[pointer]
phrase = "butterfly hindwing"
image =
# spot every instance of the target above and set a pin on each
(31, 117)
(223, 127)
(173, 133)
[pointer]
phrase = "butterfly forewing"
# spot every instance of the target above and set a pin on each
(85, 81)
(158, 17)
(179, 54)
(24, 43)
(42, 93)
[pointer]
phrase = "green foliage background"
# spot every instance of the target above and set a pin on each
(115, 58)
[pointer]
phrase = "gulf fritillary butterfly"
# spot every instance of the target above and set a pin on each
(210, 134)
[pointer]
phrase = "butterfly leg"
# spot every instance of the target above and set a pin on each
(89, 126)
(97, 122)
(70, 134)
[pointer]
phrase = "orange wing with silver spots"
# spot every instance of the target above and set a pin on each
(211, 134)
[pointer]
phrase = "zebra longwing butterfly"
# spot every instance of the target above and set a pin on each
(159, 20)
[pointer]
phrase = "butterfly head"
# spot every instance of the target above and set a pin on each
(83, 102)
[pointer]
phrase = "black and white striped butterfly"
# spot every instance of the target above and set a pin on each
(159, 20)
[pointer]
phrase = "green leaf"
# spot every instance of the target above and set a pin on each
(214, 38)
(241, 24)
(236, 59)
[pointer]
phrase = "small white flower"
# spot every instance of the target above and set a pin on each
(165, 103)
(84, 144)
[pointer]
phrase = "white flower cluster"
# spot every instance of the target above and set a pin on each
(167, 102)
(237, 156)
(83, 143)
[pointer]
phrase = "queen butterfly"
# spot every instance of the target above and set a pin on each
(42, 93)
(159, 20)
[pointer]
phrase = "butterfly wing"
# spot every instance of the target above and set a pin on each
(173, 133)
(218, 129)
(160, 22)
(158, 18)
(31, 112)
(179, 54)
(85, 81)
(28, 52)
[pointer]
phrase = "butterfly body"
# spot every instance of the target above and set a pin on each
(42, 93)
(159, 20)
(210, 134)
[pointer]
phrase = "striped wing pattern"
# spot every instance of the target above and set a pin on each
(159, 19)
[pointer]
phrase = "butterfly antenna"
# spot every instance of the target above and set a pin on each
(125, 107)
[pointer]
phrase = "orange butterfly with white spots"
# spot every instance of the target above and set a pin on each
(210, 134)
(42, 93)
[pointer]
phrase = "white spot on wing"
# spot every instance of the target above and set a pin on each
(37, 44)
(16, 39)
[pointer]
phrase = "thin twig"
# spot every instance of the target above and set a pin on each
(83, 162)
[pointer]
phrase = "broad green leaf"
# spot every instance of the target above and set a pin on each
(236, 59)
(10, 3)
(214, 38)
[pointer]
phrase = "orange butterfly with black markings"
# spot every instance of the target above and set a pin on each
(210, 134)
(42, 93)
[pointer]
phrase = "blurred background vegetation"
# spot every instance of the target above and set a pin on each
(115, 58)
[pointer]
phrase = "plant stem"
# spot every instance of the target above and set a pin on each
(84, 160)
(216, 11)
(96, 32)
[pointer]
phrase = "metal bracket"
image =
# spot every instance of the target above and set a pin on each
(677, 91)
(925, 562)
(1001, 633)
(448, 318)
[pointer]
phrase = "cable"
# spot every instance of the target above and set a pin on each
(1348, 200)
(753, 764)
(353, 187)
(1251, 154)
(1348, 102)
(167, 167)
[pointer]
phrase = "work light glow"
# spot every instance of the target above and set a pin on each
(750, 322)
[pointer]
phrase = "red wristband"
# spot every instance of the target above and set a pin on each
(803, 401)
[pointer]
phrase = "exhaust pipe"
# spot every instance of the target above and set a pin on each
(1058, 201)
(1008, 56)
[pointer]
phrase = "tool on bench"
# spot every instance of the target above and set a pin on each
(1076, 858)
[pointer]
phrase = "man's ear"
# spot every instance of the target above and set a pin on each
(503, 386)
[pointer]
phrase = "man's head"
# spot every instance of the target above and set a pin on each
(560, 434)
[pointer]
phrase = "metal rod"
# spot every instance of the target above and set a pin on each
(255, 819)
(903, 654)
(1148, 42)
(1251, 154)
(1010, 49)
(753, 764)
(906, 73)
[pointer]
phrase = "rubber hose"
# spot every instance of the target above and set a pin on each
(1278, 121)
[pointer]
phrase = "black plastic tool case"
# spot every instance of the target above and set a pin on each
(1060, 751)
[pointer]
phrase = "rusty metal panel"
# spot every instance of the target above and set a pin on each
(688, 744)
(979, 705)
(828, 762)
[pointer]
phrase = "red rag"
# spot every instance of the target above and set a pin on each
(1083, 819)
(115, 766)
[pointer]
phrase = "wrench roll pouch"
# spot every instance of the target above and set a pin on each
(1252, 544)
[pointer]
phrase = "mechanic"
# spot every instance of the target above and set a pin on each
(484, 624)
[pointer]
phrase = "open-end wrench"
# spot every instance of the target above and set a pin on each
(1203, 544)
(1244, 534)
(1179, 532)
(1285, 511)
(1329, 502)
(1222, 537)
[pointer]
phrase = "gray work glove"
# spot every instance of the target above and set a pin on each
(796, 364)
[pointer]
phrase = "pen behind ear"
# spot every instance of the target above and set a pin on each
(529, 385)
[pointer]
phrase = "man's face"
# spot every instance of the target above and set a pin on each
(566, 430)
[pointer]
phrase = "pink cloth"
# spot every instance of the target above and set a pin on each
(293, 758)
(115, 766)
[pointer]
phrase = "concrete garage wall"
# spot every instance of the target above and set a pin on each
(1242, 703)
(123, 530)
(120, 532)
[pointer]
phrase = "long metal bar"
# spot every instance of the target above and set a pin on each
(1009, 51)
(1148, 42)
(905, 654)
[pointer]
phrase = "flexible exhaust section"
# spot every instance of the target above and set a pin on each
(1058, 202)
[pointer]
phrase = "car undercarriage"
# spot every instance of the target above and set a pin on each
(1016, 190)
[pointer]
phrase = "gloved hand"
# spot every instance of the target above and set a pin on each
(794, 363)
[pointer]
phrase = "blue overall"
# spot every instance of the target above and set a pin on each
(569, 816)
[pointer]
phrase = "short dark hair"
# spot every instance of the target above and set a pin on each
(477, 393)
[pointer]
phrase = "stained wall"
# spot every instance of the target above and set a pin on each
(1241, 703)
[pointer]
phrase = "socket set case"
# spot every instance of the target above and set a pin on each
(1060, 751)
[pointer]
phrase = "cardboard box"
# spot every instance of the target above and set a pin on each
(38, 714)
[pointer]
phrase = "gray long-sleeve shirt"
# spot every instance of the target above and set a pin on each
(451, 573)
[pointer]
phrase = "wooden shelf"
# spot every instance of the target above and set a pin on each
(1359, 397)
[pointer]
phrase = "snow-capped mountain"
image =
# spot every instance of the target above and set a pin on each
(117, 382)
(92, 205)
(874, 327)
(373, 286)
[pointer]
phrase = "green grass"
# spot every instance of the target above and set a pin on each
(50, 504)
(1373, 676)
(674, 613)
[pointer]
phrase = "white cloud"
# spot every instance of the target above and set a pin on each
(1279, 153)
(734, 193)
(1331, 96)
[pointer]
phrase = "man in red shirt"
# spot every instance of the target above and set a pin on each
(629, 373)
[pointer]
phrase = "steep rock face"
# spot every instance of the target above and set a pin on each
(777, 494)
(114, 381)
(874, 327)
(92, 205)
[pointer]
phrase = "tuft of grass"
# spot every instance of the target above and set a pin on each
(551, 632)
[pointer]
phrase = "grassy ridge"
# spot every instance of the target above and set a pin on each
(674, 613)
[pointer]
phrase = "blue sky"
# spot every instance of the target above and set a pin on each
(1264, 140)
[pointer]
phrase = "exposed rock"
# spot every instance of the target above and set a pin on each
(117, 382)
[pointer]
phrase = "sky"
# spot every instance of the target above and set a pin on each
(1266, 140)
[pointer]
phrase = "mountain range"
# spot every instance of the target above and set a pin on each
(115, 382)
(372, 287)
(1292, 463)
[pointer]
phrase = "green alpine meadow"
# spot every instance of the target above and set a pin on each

■ TASK DESCRIPTION
Each line above is to be repeated exactly.

■ EXPECTED ANSWER
[pointer]
phrase = "butterfly hindwing"
image =
# spot every instance of the target above and set a pin on each
(31, 117)
(223, 127)
(173, 133)
[pointer]
phrase = "butterfly forewing"
# spot every instance of the target above and set a pin on each
(85, 81)
(158, 17)
(179, 54)
(24, 43)
(42, 93)
[pointer]
phrase = "green foliage background"
# spot every instance of the target above and set a pin on each
(115, 58)
[pointer]
phrase = "gulf fritillary butterfly"
# spot every instance of the target above and set a pin on each
(210, 134)
[pointer]
phrase = "butterfly leg"
# spot every instance of the target above and set a pin on each
(89, 126)
(97, 122)
(70, 134)
[pointer]
phrase = "orange wing with silver spots"
# spot every instance of the target above and set a pin on each
(211, 134)
[pointer]
phrase = "zebra longwing butterfly"
# spot every instance of the target above and set a pin on each
(159, 20)
[pointer]
phrase = "butterfly head"
# spot every instance of the target above and set a pin on each
(83, 102)
[pointer]
phrase = "black and white striped butterfly"
# spot every instance of the target above and set a pin on each
(159, 20)
[pointer]
phrase = "green leaf"
# spot every instance of the target above and set a pin on each
(214, 38)
(241, 24)
(236, 59)
[pointer]
phrase = "small white flower"
# spot every instance of the target above and set a pin on each
(165, 103)
(84, 144)
[pointer]
phrase = "white flower cluster"
# spot every instance of the target above and set a pin on each
(167, 102)
(237, 156)
(83, 143)
[pointer]
phrase = "queen butterfly"
# spot every instance of the target above and set a pin on each
(42, 93)
(159, 20)
[pointer]
phrase = "butterfly wing"
# spot every instance of the target above and set a pin on each
(173, 133)
(218, 129)
(160, 22)
(158, 18)
(31, 112)
(179, 54)
(85, 81)
(28, 52)
[pointer]
phrase = "butterfly body"
# spot every instance of the target above and set a pin on each
(42, 93)
(159, 20)
(210, 134)
[pointer]
phrase = "striped wing pattern"
# spot every instance of the target above and set a pin on each
(159, 19)
[pointer]
phrase = "butterfly antenna"
# spot every instance of the target above and set a pin on each
(125, 107)
[pointer]
phrase = "orange butterfly with white spots"
# spot every instance of the target above and set a pin on each
(210, 134)
(42, 93)
[pointer]
phrase = "white spot on wing"
# spot every instance of the target above and set a pin on each
(37, 44)
(16, 39)
[pointer]
phrase = "thin twig"
# spot every instance of the target above and set a pin on each
(83, 162)
[pointer]
phrase = "broad green leaf"
# spot every instance of the target above and set a pin on each
(236, 59)
(10, 3)
(214, 38)
[pointer]
phrase = "orange butterfly with black markings"
# spot every instance of the target above and set a pin on each
(210, 134)
(42, 93)
[pointer]
phrase = "blurred background vegetation"
# spot every instance of the target above and set a pin on each
(115, 58)
[pointer]
phrase = "plant stem"
# spot every instance of the target above and set a pin on each
(84, 160)
(216, 11)
(96, 32)
[pointer]
phrase = "metal bracket"
image =
# spot every instance of the target above and set a pin on each
(677, 91)
(925, 562)
(1001, 633)
(448, 318)
[pointer]
phrase = "cable"
# spot every instance of the target above and set a pin on each
(1348, 200)
(753, 764)
(353, 187)
(1251, 154)
(1348, 102)
(167, 167)
[pointer]
phrase = "work light glow"
# spot every instance of the target above and set a pin on each
(750, 322)
[pointer]
phrase = "red wristband"
# spot every instance of the target above and set a pin on each
(803, 401)
[pointer]
phrase = "exhaust pipe"
# spot every instance of the target above and set a pin on each
(1058, 201)
(1008, 56)
[pointer]
phrase = "tool on bench"
# spot every instance of the target above and set a pin on each
(1076, 858)
[pointer]
phrase = "man's ear"
# spot every instance of the target above and set a pin on each
(503, 386)
[pointer]
phrase = "man's head"
# spot every instance of the target above and set a pin on each
(560, 434)
[pointer]
phrase = "metal rod"
# spot every instance of the target above and set a pin on each
(255, 819)
(903, 654)
(1148, 42)
(1251, 154)
(1010, 49)
(753, 764)
(906, 73)
[pointer]
phrase = "rubber hose"
# spot every instance of the target above and set a pin on each
(1278, 121)
[pointer]
phrase = "black plastic tool case"
# spot every instance of the target above and set a pin on each
(1060, 751)
[pointer]
phrase = "rusty metal panel"
# spot every instance of the target above and set a pin on each
(688, 744)
(979, 705)
(828, 762)
[pointer]
phrase = "red rag"
# spot every instance of the target above and set a pin on each
(1083, 819)
(115, 766)
[pointer]
phrase = "wrench roll pouch"
# spot every instance of the target above and set a pin on each
(1252, 544)
[pointer]
phrase = "mechanic"
# spot every instance of the target above and set a pin on each
(484, 624)
[pointer]
phrase = "open-end wrench"
# spot every instance of the target above and set a pin on each
(1203, 544)
(1244, 534)
(1179, 532)
(1285, 511)
(1329, 502)
(1222, 537)
[pointer]
phrase = "gray work glove"
# spot every instance of the target above and set a pin on each
(796, 364)
[pointer]
phrase = "pen behind ear"
# spot every instance of the target above and set a pin on each
(529, 385)
[pointer]
phrase = "man's face"
# spot every instance of the target above and set a pin on each
(566, 430)
[pointer]
phrase = "pink cloth"
# spot every instance of the target above and set a pin on each
(293, 758)
(115, 766)
[pointer]
phrase = "concrete garage wall"
# spot every instance of the target above and set a pin on each
(1242, 703)
(123, 530)
(120, 532)
[pointer]
phrase = "long metal bar"
# spot every instance of the target above and set a pin on each
(1009, 51)
(1148, 42)
(905, 654)
[pointer]
phrase = "flexible exhaust section"
# spot every instance of the target above and set a pin on each
(1058, 202)
[pointer]
phrase = "car undercarriage"
# spot every instance of the target above and set a pin on each
(1016, 190)
[pointer]
phrase = "gloved hand"
# spot every instance of the target above and set a pin on each
(794, 363)
[pointer]
phrase = "blue overall"
# spot every instance of the target above and set a pin on each
(569, 816)
[pointer]
phrase = "short dark hair"
# spot every instance of the target above and set a pin on each
(477, 393)
[pointer]
phrase = "stained wall"
# spot every instance of the target above and set a pin on each
(1241, 703)
[pointer]
phrase = "socket set case"
# spot every instance of the target above and set a pin on each
(1060, 751)
[pointer]
phrase = "cardboard box"
# spot every instance of the target above and set a pin on each
(38, 714)
[pointer]
phrase = "gray long-sleeve shirt"
# spot every instance of the target above and set a pin on each
(451, 573)
[pointer]
phrase = "wooden shelf"
# spot every instance of the target above and set a pin on each
(1359, 397)
[pointer]
phrase = "snow-capped mountain"
image =
# spot every instance of the target above and set a pin on each
(117, 382)
(92, 205)
(874, 327)
(373, 286)
[pointer]
phrase = "green grass"
# spot every instance of the target above and set a pin on each
(50, 504)
(1373, 676)
(674, 613)
[pointer]
phrase = "white cloud"
# spot every instance of the target above and set a pin on each
(1279, 153)
(734, 193)
(1331, 96)
[pointer]
phrase = "man in red shirt"
# spot every instance of the target above and set a pin on each
(629, 373)
[pointer]
phrase = "steep rock face"
# spot every instance of the target above and set a pin on each
(777, 494)
(114, 381)
(874, 327)
(92, 205)
[pointer]
phrase = "tuft of grass"
# spot every instance of the target above and set a pin on each
(551, 632)
[pointer]
phrase = "grassy ridge"
# spot every instance of the target above and set a pin on each
(674, 613)
[pointer]
phrase = "blue sky"
# spot every instance of the target above and set a pin on each
(1264, 140)
[pointer]
phrase = "exposed rock"
# spot every instance of the target above and set a pin on each
(117, 382)
[pointer]
phrase = "sky"
# spot every instance of the target above and set a pin on each
(1266, 140)
[pointer]
phrase = "mountain range"
# spot every instance of the target above and set a pin on each
(115, 382)
(372, 287)
(1292, 463)
[pointer]
phrase = "green alpine meadow"
# spot every instance of the target above and set a pin on each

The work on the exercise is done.